| SET TASK |
Please copy the material from its first line through the line containing "[191,224,242,255]", both included, keeping every line. Scale each bounding-box coordinate by 2.45, rounding to whole numbers with halves rounded up.

| SUPPLIED MATERIAL |
# # # # #
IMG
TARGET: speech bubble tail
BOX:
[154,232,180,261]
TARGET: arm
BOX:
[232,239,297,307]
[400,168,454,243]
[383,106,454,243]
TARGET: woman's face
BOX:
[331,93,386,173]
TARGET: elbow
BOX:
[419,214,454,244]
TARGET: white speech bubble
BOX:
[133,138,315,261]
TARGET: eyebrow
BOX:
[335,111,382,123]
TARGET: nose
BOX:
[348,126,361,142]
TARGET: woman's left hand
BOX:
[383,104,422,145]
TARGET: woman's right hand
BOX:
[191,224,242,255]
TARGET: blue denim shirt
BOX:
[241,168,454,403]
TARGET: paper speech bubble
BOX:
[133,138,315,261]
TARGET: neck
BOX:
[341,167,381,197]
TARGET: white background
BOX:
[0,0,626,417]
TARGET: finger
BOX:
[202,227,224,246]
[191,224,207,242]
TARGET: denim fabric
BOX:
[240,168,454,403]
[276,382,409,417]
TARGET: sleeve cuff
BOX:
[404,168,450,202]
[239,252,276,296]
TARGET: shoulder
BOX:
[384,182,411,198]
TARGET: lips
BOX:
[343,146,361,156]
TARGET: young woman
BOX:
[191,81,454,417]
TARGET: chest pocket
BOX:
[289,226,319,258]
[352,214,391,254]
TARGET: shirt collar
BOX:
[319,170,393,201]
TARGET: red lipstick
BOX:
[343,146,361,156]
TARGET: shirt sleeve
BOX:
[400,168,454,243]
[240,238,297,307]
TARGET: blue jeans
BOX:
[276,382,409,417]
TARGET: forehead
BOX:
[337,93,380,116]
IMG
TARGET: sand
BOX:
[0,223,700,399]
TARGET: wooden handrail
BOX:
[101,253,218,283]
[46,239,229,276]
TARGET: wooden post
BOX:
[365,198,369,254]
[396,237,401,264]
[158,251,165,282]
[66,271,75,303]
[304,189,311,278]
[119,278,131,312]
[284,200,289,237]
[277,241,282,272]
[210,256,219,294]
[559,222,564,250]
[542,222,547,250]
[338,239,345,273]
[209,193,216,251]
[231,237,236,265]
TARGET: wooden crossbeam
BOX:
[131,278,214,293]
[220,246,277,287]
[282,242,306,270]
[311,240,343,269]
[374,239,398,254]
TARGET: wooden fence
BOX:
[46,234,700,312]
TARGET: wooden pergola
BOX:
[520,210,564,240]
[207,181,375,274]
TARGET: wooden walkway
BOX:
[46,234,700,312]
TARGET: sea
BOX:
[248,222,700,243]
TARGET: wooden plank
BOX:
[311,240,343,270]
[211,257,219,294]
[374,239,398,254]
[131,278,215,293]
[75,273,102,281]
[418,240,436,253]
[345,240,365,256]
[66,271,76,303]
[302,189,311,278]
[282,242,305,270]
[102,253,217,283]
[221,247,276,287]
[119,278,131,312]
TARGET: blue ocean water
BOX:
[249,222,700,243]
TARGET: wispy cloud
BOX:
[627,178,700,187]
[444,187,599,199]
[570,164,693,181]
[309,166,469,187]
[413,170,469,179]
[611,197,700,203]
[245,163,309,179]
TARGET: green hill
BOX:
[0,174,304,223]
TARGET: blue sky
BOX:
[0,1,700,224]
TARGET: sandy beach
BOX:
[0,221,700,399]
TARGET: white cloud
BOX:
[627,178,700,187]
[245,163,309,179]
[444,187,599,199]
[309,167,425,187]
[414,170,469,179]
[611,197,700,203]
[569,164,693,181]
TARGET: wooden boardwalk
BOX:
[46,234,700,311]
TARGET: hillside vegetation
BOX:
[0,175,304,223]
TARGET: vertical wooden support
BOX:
# # # # #
| FULL RESPONSE |
IMG
TARGET: speech bubble tail
BOX:
[377,568,441,639]
TARGET: arm
BOX:
[568,586,728,752]
[980,412,1112,595]
[938,260,1112,595]
TARGET: woman's face
BOX:
[811,228,946,424]
TARGET: elbow
BOX:
[1027,524,1112,598]
TARGET: white speech bubble
BOX:
[326,338,772,639]
TARGET: eyebrow
BOX:
[821,272,936,301]
TARGET: nose
BOX:
[853,309,884,348]
TARGET: woman's left hand
BOX:
[938,255,1034,355]
TARGET: woman's right hand
BOX:
[468,549,593,625]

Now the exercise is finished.